● **ИСХОДНЫЙ ТЕКСТ**:
В христианской мысли экклезиология неотрывна от христологии и всецело основывается на ней. Однако у Хомякова, как и у других славянофилов, эта конститутивная связь-зависимость выражена не столь отчетливо, и учение о Церкви развито несравненно более, чем учение о Христе. Этот пункт не раз служил основанием для критики – особенно в западном богословии, где разделы вероучения гораздо более обособлены, нежели в православии. В недавней книге о. Франсуа Руло, в особом параграфе, названном “Отсутствие христологии у славянофилов”, говорится: “Происходит переворот перспективы: в традиционной христианской мысли христология предшествует экклезиологии, но в мысли славянофилов предшествующей является экклезиология... особенно у Хомякова экклезиология развита гораздо более отчетливо... У Киреевского и его друзей христология остается весьма смутной или даже отсутствующей... Отсюда лучше понятны слабости славянофильской мысли: она слишком идет по линии теологизации Volksgeist”[61]. В этом замечании много верного. Как мы подчеркивали, экклезиология Хомякова возникает вслед за его славянофильской органической философией, которую обычно – и справедливо – сближают с теориями немецких романтиков, где в центре понятие народного духа, Volksgeist. Вырастая из такой философии, она, действительно, в известном аспекте (именно, генетическом) может рассматриваться как “теологизация Volksgeist”. Однако, помимо “народного духа”, мысль Хомякова имеет и другие движущие истоки и интуиции. Его живой опыт церковности, его пафос свободы, толкающий к личностному, а отсюда и христоцентричному видению, приводят к тому, что его богословие преодолевает свои генетические корни и ограничения – чтобы стать полноценным образцом православного учения о Церкви.

Напомним: исходные задачи богословия Хомякова заключались в полемическом разборе межконфессиональных различий; и изначальная глубинная интуиция его была в том, что все эти различия имеют один общий корень – различное понимание самой стихии церковности, различное видение Церкви. Этим уже предопределялось центральное место экклезиологии. Однако, по мере развития его экклезиологической мысли, в ней все ясней обозначается и мотив необходимой связи экклезиологии с христологией, необходимой опоры и укорененности первой во второй; и при всей несистематичности его богословских текстов, в последней из трех его полемических брошюр мы находим-таки целый раздел, более 10 страниц, посвященный христологии и сжато, сильно выражающий ее основные положения. Здесь, на этих страницах, богословие Хомякова раскрывается как последовательно христоцентрическая мысль, ибо все его ведущие принципы – благодать, любовь, свобода в единстве – возводятся ко Христу: “Дух Божий [т.е. благодать – С.Х.] ... дал нам разуметь, что правда Отца проявилась в свободном совершенстве Его возлюбленного Сына... что бесконечная любовь Отца проявилась в свободной любви Агнца Божия, принявшего заклание за Своих братьев. Все есть дело свободы: правда Христова, нас осуждающая, и любовь Христова, спасающая нас тем реальным и неизглаголанным единением, к которому Он нас допускает”[62]. Здесь же, в этом разделе, находится единственная во всех текстах Хомякова цитата из знаменитого Мелера, с учением которого по праву сближают хомяковскую экклезиологию (см.Гл.1); и эта цитата – именно утверждение христоцентризма: “Придет время, когда человечество поймет, что одинаково немыслим мир без Бога и Бог без Христа”.

● **ПРЕДОСТАВЛЕННЫЕ ЗАПИСИ**:
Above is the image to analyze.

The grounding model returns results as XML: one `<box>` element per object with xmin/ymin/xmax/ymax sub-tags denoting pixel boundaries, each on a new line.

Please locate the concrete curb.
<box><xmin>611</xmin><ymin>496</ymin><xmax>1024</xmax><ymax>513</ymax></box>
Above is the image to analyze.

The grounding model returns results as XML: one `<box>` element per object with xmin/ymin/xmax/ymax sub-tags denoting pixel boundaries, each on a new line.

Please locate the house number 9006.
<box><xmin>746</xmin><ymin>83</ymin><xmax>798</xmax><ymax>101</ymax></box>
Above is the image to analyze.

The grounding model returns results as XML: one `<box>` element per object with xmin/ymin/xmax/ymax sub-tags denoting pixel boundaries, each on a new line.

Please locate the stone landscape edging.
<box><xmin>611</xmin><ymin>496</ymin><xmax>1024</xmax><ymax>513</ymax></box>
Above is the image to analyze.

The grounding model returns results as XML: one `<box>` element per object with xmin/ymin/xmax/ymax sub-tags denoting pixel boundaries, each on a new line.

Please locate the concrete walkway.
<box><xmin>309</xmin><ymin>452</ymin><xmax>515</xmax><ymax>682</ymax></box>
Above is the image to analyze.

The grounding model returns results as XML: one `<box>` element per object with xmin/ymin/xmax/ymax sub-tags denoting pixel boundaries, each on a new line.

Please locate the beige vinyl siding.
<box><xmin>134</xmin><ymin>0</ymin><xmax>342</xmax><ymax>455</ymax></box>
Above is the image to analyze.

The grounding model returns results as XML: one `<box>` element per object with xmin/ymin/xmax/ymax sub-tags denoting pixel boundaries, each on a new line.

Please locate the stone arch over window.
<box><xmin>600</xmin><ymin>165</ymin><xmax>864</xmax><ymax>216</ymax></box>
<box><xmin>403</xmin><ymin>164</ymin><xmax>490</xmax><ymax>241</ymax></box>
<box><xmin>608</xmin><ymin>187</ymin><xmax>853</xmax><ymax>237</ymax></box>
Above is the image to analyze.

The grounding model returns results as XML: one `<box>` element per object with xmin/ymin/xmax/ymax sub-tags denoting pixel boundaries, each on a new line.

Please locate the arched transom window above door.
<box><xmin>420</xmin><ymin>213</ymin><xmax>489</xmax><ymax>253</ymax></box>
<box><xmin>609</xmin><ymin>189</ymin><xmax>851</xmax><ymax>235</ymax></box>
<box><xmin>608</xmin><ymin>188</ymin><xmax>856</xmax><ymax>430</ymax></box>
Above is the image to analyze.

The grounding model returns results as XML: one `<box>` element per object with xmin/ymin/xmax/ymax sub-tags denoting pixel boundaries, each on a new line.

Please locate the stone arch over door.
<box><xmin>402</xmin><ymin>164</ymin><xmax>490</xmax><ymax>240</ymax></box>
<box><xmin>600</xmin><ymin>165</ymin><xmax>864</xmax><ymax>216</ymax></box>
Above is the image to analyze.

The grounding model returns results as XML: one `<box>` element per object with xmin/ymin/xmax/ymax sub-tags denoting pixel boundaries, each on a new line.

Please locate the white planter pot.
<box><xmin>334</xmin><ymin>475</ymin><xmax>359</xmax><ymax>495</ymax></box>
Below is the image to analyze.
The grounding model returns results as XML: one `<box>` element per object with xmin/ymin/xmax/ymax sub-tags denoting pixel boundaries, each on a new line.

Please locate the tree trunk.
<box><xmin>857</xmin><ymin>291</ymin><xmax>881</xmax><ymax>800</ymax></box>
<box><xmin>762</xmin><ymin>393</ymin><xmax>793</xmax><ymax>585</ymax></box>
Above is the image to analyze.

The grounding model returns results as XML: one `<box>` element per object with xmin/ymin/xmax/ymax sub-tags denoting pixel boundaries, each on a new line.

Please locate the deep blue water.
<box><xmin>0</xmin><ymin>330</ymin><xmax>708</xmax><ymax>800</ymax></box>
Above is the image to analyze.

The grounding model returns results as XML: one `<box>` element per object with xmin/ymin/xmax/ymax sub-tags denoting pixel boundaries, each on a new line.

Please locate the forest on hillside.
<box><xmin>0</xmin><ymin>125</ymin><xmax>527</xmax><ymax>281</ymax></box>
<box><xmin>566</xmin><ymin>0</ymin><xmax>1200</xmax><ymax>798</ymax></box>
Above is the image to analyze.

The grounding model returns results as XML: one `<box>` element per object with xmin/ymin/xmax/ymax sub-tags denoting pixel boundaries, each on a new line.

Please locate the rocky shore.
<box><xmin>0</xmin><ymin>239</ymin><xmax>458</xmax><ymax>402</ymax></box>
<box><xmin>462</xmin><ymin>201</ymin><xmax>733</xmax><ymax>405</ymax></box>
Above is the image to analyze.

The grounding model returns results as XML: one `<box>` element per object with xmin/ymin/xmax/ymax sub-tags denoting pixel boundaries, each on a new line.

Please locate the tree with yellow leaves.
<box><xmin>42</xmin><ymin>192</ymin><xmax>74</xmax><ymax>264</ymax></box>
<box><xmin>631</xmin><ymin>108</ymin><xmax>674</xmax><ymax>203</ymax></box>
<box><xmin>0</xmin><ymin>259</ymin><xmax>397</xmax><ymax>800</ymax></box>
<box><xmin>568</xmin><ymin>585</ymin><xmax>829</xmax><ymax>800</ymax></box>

● **РАБОЧИЕ ЗАДАНИЯ**:
1. Как, согласно тексту об экклезиологии Хомякова, называется особый параграф в недавней книге о. Франсуа Руло?
2. Сколько строк записей содержат слово «concrete»? Сообщите только число.

● **ОТВЕТЫ ПО ПОРЯДКУ**:
1. «Отсутствие христологии у славянофилов».

2. 2